Direction: Reproduce all of the material below word for word, omitting the picture.

Listing:
^^^^^^^^

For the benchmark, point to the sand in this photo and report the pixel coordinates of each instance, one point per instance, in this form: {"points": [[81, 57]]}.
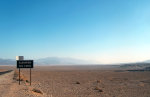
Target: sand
{"points": [[75, 82]]}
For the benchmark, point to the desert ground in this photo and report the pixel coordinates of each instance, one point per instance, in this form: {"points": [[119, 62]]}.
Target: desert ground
{"points": [[74, 81]]}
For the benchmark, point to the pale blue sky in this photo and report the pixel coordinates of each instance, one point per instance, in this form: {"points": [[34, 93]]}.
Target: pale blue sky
{"points": [[107, 31]]}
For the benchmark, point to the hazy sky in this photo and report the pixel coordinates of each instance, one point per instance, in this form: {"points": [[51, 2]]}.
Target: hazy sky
{"points": [[108, 31]]}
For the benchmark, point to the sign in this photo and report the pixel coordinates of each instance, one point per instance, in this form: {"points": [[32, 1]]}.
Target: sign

^^^^^^^^

Response to the exercise:
For the benchmark, point to the sand in this photo and report the pixel coordinates of each instance, one point per instance, in this form: {"points": [[81, 57]]}.
Target: sand
{"points": [[75, 82]]}
For the benchmark, point to the desert ground in this photo and report the pixel coordinates of each instance, one point per instance, in this form: {"points": [[119, 62]]}.
Target: desert ground
{"points": [[74, 81]]}
For the benchmark, point to the pale blue sky in this photo and report the pixel coordinates of each instance, one point per instance, in this form: {"points": [[34, 93]]}.
Target: pale blue sky
{"points": [[107, 31]]}
For the benchmark, point to the hazy sky in this photo and report the pixel coordinates of each instance, one point per instance, in this form: {"points": [[51, 2]]}.
Target: hazy sky
{"points": [[108, 31]]}
For the benchmark, point to the sign in this photo and report the pixel coordinates of each instance, one point per instance, in this form: {"points": [[32, 1]]}.
Target: sign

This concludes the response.